### [REQUIREMENT]
Quote word for word from the line holding "Player-spacing review: tag the wooden fence" to the last line below, including both, and omit any pictures.

### [EXCERPTED RECORDS]
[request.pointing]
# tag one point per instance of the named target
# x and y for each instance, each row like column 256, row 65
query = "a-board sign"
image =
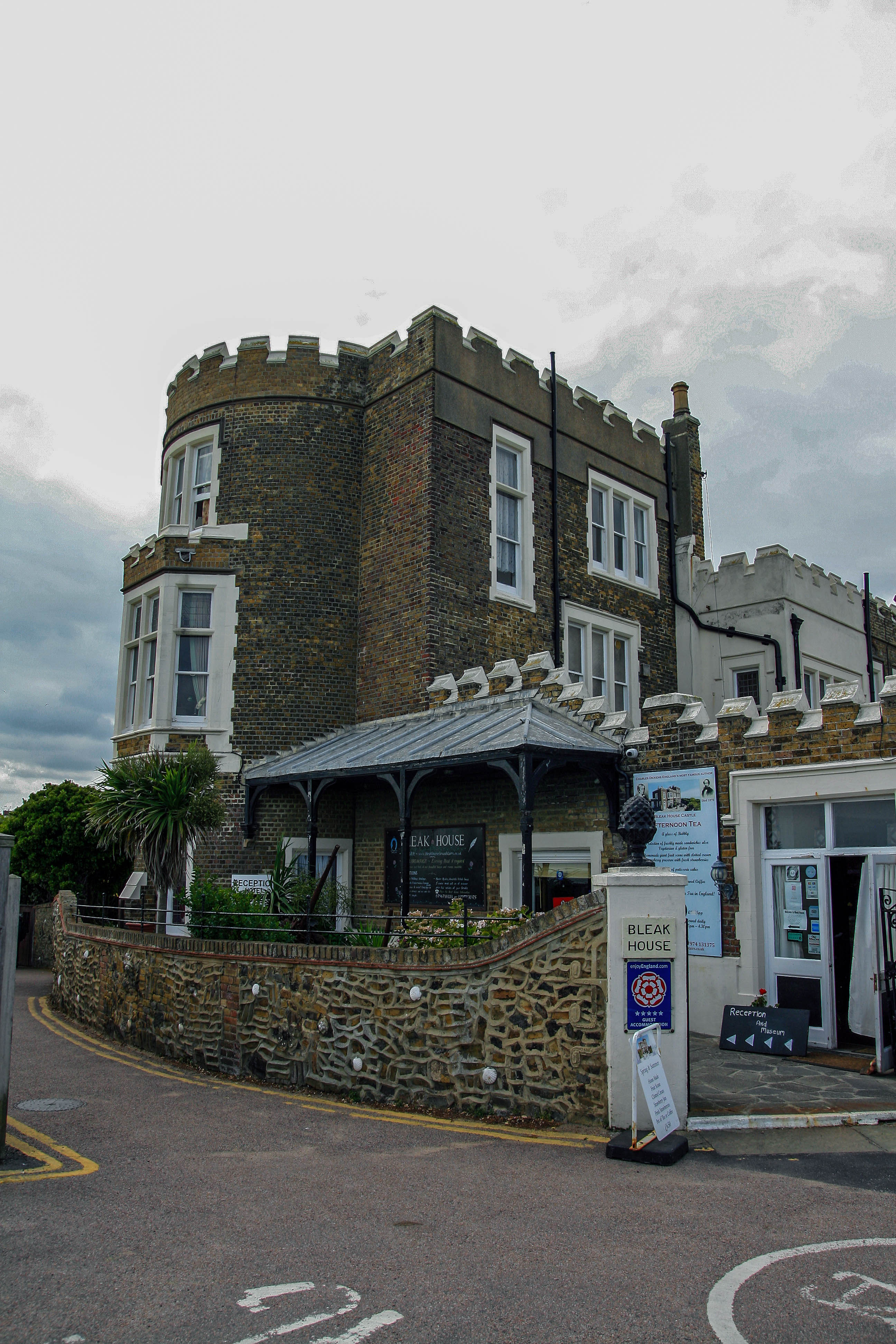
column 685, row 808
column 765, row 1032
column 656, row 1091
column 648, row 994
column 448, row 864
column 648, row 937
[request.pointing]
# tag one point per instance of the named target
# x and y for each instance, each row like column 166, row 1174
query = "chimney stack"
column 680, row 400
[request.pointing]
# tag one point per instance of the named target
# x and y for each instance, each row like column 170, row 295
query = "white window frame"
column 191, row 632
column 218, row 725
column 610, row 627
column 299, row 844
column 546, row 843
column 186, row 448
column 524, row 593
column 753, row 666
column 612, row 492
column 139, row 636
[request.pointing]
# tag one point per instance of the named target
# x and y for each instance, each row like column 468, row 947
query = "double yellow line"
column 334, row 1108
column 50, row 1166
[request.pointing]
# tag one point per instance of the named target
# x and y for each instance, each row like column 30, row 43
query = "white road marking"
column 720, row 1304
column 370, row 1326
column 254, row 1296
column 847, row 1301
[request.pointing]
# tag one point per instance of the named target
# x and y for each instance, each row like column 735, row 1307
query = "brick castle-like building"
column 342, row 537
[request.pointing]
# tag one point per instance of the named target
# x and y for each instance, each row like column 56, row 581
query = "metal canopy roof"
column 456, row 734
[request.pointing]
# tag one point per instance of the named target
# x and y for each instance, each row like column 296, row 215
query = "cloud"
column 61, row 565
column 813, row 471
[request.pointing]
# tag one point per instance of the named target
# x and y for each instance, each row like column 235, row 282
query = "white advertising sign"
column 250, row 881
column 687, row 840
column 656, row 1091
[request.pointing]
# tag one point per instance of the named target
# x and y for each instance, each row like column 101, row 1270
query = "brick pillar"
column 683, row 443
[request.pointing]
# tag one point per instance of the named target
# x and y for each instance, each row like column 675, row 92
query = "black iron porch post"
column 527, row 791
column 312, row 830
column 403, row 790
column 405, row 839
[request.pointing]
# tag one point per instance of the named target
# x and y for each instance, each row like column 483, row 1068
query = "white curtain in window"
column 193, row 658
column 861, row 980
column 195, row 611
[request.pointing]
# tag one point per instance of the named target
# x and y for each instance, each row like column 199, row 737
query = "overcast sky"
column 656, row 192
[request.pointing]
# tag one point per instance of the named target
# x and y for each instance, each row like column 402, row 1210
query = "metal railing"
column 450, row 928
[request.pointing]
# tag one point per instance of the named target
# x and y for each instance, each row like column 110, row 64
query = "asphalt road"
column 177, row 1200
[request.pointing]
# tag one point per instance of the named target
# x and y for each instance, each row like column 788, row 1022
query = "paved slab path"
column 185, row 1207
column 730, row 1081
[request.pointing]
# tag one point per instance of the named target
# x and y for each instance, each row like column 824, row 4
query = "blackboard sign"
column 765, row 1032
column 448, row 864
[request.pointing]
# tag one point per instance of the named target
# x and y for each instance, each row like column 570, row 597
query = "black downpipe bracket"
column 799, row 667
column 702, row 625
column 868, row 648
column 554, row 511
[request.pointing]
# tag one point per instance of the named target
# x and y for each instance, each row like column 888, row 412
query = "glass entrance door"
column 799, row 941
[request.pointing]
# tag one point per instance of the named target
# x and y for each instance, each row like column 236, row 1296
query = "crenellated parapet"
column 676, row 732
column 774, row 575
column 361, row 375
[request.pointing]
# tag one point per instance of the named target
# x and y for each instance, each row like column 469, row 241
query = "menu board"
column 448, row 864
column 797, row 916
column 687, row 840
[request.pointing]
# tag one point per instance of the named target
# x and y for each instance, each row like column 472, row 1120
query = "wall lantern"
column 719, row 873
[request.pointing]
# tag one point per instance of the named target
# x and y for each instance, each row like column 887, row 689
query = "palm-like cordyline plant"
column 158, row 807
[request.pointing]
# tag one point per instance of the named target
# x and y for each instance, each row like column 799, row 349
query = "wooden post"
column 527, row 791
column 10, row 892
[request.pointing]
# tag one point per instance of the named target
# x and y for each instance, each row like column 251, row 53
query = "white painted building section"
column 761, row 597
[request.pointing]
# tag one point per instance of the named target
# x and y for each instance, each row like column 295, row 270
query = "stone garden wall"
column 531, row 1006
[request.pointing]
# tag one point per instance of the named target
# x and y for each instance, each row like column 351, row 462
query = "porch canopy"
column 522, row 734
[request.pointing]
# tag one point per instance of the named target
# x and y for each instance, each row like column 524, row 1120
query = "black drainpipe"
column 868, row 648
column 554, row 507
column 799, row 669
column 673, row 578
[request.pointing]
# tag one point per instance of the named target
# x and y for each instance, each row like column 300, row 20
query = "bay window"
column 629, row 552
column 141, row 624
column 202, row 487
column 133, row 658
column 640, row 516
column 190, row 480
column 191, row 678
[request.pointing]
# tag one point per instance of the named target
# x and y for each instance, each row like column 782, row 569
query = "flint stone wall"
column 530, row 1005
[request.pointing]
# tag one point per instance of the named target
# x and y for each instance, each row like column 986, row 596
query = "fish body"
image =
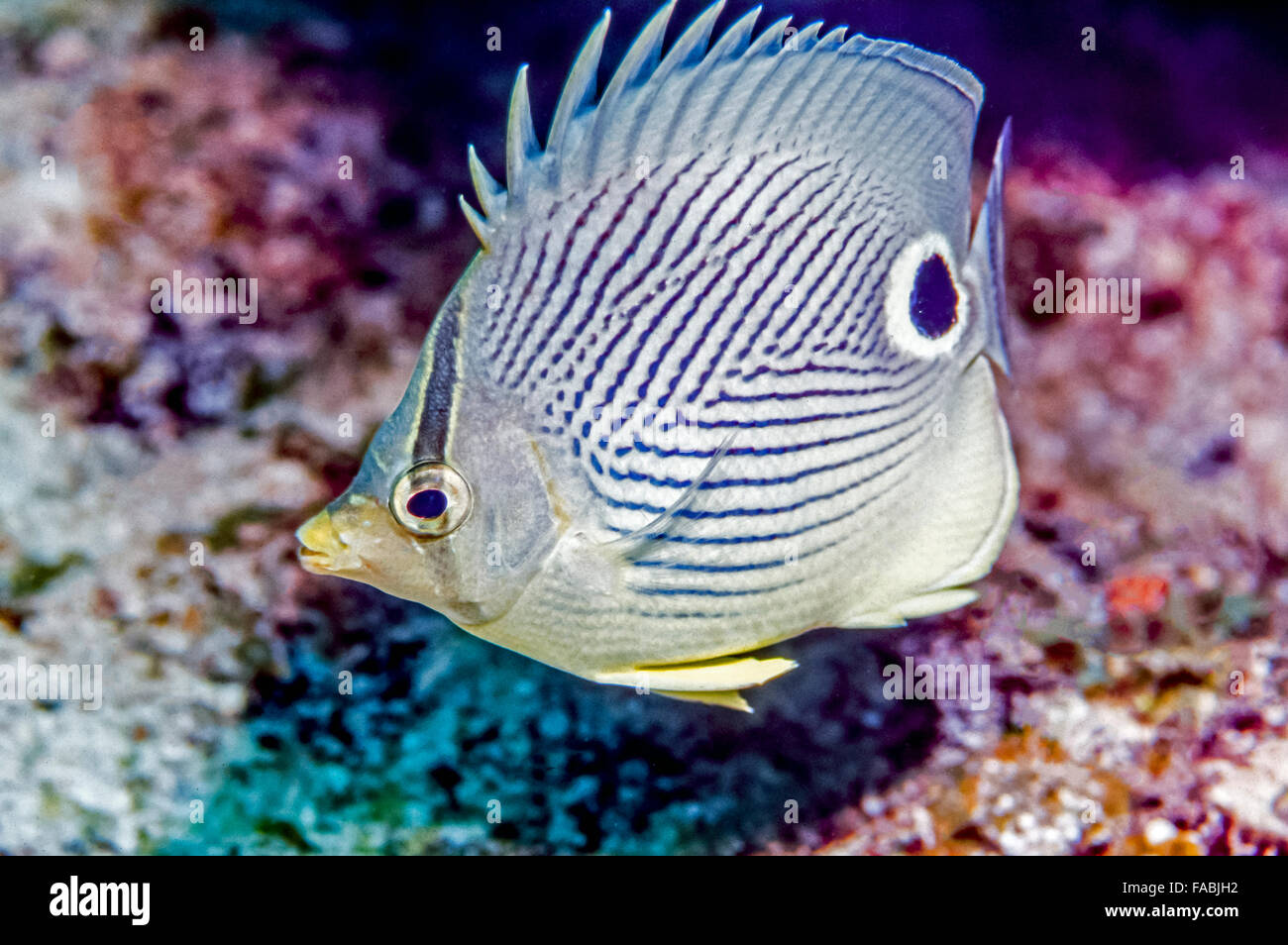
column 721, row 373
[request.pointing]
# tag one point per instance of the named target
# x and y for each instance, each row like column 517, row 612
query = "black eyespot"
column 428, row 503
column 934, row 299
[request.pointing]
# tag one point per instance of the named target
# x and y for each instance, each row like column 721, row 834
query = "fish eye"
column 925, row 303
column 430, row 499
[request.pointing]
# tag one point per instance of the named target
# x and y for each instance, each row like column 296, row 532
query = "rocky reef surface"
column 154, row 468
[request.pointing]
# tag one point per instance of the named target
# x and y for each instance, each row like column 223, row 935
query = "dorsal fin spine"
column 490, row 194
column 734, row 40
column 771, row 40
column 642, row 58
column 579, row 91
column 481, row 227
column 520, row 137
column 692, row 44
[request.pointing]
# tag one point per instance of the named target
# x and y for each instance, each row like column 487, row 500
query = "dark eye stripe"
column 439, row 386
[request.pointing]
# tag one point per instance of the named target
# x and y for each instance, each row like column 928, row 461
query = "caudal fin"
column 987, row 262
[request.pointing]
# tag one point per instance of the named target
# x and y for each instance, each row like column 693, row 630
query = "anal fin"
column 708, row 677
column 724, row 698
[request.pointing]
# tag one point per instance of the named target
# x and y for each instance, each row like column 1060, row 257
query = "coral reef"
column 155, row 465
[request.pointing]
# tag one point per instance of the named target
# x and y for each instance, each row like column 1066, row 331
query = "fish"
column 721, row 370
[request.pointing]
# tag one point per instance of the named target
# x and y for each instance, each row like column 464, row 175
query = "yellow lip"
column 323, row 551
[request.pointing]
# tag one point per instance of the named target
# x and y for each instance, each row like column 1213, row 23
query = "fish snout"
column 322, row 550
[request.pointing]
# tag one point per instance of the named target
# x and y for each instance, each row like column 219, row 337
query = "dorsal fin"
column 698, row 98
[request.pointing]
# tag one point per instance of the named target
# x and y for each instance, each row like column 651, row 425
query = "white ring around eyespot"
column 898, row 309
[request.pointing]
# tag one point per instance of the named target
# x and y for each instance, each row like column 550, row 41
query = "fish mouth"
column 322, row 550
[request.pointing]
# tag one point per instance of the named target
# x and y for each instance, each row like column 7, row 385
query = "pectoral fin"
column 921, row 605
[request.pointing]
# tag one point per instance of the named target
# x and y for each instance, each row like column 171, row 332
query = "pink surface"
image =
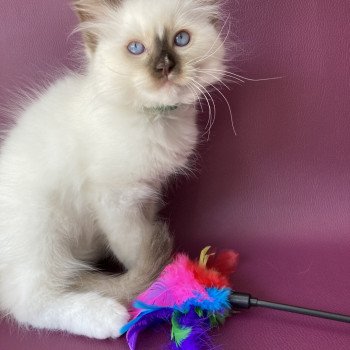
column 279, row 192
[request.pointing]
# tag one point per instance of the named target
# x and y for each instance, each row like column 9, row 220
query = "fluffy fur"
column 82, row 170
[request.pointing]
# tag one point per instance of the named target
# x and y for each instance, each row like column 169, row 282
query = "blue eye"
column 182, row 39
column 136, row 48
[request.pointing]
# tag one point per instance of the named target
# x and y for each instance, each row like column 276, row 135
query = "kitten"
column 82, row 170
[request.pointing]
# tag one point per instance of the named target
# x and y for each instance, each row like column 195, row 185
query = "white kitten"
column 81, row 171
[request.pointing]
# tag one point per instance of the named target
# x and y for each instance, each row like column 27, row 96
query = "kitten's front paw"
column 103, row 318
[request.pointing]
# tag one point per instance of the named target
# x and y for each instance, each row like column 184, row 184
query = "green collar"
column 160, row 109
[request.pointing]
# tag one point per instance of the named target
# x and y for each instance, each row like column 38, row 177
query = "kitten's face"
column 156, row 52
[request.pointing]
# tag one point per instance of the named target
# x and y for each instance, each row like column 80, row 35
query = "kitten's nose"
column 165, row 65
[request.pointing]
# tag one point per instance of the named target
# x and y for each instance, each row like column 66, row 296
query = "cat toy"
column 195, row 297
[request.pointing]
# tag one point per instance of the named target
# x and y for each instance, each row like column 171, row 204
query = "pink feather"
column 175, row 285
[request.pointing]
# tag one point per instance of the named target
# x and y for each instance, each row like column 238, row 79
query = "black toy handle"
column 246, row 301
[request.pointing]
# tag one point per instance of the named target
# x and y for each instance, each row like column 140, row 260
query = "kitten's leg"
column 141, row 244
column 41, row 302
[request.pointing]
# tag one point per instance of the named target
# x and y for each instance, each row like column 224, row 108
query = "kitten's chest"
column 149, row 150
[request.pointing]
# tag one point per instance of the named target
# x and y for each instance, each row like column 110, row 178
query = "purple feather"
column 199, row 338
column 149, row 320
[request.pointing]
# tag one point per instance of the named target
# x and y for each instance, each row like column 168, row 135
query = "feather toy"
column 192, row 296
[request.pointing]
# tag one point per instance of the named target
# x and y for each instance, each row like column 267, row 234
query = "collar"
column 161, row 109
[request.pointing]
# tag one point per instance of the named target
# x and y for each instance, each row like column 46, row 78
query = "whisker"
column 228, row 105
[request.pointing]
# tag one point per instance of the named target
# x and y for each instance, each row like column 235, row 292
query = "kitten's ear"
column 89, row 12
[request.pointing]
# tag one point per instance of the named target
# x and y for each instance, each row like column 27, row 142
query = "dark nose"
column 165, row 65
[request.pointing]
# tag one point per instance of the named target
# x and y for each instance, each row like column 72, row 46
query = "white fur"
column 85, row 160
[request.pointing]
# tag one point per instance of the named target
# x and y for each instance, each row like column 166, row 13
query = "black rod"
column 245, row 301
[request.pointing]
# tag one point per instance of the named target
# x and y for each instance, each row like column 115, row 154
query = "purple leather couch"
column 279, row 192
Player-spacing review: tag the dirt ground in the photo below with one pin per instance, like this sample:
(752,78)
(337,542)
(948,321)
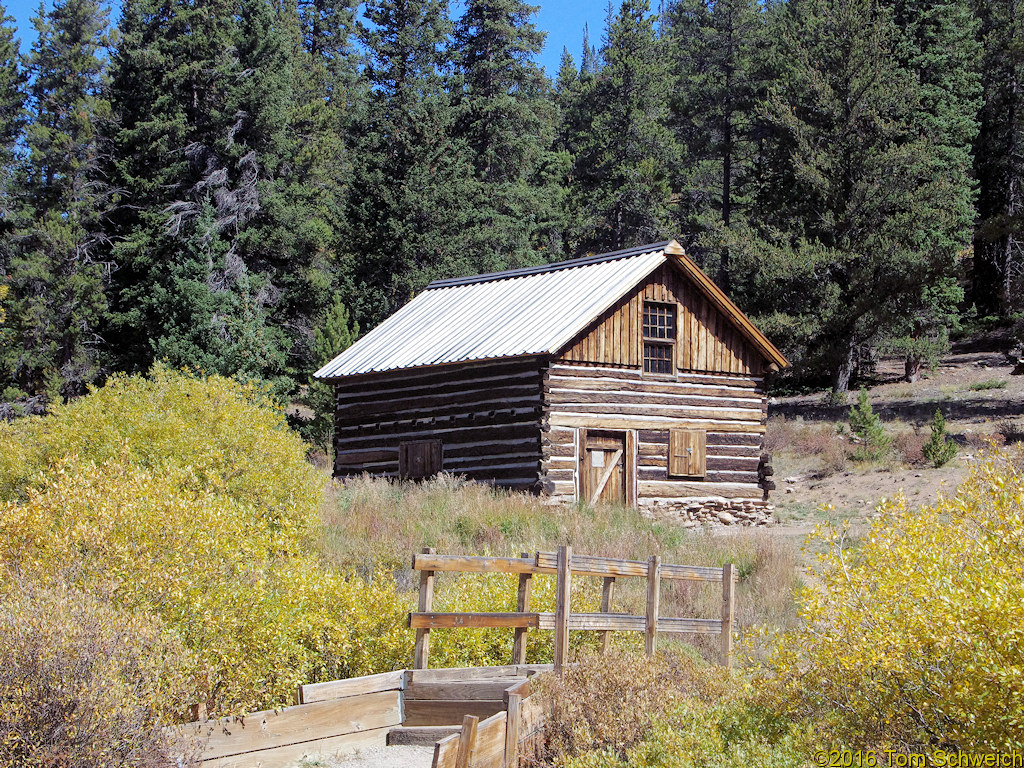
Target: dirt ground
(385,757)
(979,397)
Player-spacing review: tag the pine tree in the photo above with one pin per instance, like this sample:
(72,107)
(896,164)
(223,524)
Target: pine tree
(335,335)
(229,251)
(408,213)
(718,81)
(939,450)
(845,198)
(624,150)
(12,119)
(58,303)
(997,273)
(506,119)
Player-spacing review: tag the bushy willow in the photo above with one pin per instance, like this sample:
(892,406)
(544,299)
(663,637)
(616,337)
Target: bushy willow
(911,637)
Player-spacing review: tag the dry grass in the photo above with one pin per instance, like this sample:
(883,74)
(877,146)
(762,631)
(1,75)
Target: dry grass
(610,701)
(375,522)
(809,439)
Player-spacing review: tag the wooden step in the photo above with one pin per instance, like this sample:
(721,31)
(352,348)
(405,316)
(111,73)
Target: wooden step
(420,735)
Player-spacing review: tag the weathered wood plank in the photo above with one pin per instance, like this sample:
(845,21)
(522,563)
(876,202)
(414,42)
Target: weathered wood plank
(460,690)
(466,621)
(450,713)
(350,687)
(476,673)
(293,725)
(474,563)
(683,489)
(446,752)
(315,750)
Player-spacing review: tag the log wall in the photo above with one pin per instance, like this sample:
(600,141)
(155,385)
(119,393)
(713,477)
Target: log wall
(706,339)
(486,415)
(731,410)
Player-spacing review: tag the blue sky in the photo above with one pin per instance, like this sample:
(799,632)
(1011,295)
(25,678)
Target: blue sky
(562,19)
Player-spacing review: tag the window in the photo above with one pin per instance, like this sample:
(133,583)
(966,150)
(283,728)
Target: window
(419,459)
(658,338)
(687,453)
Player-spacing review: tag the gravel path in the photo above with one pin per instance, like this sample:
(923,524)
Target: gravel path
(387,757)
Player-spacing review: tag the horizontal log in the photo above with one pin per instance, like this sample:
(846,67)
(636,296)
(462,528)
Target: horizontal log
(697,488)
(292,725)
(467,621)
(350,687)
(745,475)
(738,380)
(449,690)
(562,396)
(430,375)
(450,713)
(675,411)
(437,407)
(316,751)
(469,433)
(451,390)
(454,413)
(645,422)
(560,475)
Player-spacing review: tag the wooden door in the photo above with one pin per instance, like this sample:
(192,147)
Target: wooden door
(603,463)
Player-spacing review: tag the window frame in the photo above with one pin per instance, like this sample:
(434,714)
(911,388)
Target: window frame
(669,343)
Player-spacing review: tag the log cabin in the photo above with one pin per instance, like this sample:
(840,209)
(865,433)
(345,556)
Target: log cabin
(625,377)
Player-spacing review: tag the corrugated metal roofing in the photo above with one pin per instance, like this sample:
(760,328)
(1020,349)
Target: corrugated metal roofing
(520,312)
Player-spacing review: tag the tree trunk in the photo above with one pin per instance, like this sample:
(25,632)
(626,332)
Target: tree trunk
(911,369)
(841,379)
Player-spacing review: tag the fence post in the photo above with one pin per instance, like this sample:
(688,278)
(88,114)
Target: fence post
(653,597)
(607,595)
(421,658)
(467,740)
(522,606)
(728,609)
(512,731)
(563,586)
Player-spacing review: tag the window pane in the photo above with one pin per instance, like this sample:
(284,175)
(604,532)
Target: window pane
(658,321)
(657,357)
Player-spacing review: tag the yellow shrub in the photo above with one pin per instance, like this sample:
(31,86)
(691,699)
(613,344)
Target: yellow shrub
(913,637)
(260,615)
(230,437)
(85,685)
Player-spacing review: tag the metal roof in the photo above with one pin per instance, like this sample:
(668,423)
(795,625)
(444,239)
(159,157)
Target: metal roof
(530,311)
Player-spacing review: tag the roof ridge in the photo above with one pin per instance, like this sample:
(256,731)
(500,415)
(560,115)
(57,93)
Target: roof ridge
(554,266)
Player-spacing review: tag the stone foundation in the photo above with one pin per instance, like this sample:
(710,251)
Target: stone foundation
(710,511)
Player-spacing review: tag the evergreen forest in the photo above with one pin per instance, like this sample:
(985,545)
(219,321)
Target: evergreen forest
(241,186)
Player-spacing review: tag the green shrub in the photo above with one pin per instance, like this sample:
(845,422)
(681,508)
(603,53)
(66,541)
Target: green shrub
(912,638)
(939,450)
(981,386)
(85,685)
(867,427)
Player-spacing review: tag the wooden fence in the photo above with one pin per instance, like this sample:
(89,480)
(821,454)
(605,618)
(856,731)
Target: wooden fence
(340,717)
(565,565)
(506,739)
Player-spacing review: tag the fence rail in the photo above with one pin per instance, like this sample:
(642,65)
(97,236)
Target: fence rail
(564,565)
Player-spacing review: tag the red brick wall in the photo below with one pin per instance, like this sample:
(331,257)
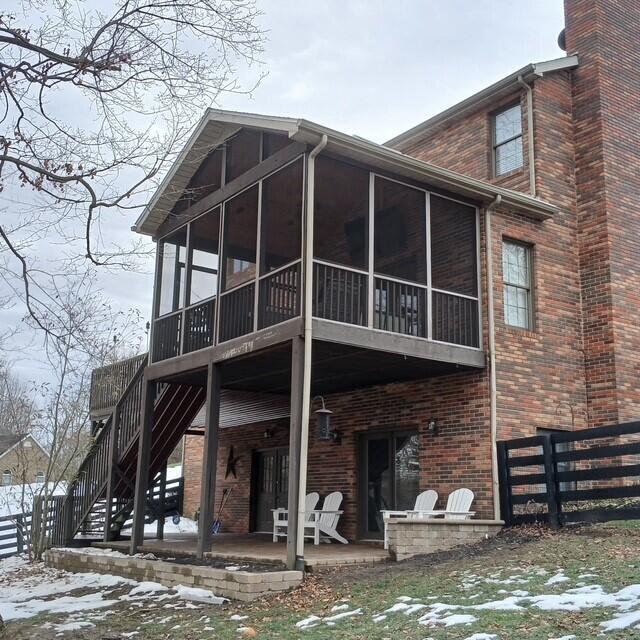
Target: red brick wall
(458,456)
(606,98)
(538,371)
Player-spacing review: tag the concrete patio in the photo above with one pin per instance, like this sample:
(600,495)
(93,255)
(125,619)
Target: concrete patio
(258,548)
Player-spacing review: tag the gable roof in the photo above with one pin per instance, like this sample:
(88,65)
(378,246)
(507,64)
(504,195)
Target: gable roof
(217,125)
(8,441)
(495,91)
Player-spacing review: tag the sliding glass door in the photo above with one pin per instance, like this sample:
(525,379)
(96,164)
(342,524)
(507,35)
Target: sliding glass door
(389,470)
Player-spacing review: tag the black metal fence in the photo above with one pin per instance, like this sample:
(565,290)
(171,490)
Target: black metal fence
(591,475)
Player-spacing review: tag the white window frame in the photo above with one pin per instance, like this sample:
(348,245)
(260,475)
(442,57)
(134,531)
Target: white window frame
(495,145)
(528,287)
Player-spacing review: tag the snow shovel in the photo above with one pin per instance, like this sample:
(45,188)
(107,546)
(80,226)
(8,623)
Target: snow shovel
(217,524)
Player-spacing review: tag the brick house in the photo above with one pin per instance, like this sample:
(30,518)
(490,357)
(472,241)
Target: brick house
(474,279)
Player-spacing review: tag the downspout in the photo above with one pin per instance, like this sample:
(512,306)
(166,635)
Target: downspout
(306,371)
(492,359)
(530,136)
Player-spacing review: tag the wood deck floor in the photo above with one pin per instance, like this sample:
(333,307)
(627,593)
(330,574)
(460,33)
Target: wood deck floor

### [WORKED ANSWER]
Player-spacing review: tag the wooden fence in the photo above with one pin per instance, like this sample:
(89,480)
(821,454)
(605,618)
(856,731)
Target: wooden fence
(340,717)
(565,565)
(506,739)
Player-spacing review: tag the fence rail in the photo above with one pin per instance, like this sample:
(642,65)
(97,236)
Target: fence rail
(564,565)
Player-spacing review: tag the red brick wall in the photo below with one pin per instance, like this sample:
(331,257)
Target: red brick wall
(458,456)
(606,98)
(538,371)
Player-spacing review: tag the concrete patio in the photo above with one pin per instance, like this sample:
(600,495)
(93,255)
(125,619)
Target: concrete patio
(258,548)
Player-spacing review: tag the gable roof in the photo above with one pin per instance, like this sample:
(88,65)
(378,246)
(507,64)
(504,195)
Target: gable roof
(217,125)
(8,441)
(495,91)
Player-spacing review: tag the sliding glass door in the photo above with one pin per instance, like this sample:
(525,379)
(96,164)
(342,524)
(507,35)
Target: sliding glass door
(389,470)
Player-spacing review: tag the black metal fence in the photo above with one pin per instance, like this sample:
(565,290)
(171,490)
Target: black metal fence
(591,475)
Player-spacing review: tag the white window frame in the photo above with one pin per instance, like this sample:
(348,245)
(260,475)
(442,57)
(134,531)
Target: white window frame
(495,145)
(528,287)
Player-spacing review: tag the snow shovel in the photo above with one pin per instance, like this sample:
(45,188)
(107,546)
(80,226)
(8,623)
Target: snow shovel
(217,524)
Player-spacing review: tag the brick house in the photo above with one pin per instance, like this sample:
(30,518)
(490,357)
(472,241)
Target: brick house
(474,279)
Player-spacing review: tag the downspout in the photo above with one pin per instance, like this sample:
(512,306)
(166,635)
Target: downspout
(306,371)
(492,359)
(530,136)
Player-spacing review: tag the wood deck floor in the photo above with one pin per instance, like this sample:
(333,307)
(627,593)
(330,574)
(460,33)
Target: wood deck floor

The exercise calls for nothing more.